■ **TRY IT**: All lines after the one containing "For every instance of the white shelf" are needed, along with that line itself. Please repeat them exactly through the end of the entries.

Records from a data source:
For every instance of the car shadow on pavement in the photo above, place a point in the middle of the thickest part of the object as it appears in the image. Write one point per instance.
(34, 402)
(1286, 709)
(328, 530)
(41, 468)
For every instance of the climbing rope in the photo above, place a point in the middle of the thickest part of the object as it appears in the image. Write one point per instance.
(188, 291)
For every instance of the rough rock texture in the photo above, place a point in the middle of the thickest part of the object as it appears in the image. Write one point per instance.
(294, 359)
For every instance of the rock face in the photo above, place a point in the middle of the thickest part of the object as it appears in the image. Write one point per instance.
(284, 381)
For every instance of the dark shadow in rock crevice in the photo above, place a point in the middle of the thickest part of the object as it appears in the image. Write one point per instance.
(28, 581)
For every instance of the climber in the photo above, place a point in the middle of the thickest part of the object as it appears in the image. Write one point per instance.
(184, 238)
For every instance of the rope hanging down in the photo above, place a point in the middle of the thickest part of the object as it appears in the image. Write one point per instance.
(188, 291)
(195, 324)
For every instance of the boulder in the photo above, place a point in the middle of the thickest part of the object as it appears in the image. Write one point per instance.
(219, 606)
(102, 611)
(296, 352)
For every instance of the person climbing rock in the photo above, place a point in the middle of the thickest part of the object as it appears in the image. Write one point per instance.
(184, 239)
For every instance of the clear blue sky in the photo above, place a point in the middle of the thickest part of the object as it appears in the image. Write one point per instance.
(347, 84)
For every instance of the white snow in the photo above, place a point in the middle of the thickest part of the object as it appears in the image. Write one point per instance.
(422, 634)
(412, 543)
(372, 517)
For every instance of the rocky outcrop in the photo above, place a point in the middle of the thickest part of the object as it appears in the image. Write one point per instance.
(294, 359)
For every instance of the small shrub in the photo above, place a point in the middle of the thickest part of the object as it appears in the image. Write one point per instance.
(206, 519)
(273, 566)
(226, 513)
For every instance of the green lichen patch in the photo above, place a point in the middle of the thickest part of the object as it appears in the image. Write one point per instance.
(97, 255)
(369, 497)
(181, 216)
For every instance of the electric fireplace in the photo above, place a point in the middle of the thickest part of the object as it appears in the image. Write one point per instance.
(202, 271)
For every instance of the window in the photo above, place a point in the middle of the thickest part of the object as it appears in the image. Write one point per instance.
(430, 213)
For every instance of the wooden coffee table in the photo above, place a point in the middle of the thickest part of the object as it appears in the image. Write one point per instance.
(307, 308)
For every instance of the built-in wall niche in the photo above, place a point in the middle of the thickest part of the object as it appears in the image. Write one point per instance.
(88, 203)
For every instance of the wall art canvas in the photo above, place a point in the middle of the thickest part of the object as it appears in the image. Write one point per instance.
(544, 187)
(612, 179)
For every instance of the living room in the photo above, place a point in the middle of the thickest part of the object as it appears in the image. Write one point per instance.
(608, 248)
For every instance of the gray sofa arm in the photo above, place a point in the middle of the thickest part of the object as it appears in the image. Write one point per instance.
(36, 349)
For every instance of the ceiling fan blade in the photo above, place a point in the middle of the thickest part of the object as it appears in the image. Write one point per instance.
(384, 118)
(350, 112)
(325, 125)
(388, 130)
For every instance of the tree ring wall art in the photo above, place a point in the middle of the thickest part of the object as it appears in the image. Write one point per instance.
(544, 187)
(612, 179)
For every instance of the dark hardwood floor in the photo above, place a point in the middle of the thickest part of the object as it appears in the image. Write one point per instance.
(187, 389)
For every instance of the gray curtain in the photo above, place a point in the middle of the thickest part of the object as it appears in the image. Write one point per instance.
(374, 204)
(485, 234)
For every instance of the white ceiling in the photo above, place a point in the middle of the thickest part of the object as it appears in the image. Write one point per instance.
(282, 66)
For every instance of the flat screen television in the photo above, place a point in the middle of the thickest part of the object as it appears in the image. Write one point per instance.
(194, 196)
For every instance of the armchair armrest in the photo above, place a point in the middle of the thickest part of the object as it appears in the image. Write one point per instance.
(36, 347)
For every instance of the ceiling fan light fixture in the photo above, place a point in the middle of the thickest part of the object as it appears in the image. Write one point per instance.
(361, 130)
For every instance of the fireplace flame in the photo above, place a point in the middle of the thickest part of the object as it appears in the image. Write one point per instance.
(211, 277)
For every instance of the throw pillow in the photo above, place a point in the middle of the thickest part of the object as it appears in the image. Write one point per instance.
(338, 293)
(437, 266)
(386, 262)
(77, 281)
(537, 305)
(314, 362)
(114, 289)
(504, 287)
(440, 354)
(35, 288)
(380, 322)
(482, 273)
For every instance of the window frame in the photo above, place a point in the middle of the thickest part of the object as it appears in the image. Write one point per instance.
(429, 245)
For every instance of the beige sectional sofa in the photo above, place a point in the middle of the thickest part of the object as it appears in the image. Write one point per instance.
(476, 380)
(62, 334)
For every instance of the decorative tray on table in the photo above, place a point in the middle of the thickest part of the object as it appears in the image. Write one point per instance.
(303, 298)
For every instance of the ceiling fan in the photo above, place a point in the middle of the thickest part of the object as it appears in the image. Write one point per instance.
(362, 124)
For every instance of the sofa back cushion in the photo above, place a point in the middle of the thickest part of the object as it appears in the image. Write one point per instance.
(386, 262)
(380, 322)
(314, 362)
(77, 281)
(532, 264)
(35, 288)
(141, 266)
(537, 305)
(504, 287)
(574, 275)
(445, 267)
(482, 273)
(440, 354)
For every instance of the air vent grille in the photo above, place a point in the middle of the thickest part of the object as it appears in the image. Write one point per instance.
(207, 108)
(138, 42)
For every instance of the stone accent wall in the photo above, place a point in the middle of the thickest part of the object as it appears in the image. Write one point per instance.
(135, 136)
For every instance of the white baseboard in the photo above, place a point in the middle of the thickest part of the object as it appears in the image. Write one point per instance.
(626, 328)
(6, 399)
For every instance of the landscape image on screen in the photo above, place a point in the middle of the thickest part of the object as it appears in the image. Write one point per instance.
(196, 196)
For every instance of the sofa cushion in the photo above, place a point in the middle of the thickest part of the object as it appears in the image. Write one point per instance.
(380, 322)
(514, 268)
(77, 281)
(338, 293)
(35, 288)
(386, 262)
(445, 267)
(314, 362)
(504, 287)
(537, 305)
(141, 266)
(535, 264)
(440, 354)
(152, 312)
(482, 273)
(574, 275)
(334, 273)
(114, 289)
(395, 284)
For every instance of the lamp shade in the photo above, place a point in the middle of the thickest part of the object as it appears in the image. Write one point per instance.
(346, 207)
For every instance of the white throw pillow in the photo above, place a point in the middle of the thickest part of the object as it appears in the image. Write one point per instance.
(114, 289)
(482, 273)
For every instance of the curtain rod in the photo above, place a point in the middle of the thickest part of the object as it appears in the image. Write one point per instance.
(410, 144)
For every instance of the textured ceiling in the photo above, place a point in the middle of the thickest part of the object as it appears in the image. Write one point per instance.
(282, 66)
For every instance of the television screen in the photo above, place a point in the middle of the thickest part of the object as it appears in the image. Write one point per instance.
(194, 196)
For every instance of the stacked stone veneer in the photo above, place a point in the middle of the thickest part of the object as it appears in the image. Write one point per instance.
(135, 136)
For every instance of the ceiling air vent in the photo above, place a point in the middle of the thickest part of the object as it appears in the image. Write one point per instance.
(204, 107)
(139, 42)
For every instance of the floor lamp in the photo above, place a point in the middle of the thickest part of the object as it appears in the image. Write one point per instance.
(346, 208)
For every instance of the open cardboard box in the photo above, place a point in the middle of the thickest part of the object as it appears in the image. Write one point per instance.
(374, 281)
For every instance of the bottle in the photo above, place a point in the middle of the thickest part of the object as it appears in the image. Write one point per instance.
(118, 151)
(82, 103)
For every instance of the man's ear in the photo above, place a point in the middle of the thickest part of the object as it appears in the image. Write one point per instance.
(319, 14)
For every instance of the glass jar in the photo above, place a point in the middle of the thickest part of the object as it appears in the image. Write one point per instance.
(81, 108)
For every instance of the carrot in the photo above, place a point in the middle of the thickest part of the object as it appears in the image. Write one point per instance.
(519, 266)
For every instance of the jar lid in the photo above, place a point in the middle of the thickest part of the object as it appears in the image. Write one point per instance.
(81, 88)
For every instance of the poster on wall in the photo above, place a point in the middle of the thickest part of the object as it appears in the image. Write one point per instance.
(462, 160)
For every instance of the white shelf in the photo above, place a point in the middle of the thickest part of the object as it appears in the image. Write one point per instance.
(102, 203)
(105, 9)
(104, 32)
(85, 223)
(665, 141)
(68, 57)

■ **EXERCISE OUTPUT**:
For every instance of the white shelf in the photo above, place a point in the middle of the thickest part of the object as it appears in the image. Write one point per instance.
(102, 203)
(105, 9)
(104, 32)
(85, 223)
(665, 141)
(68, 57)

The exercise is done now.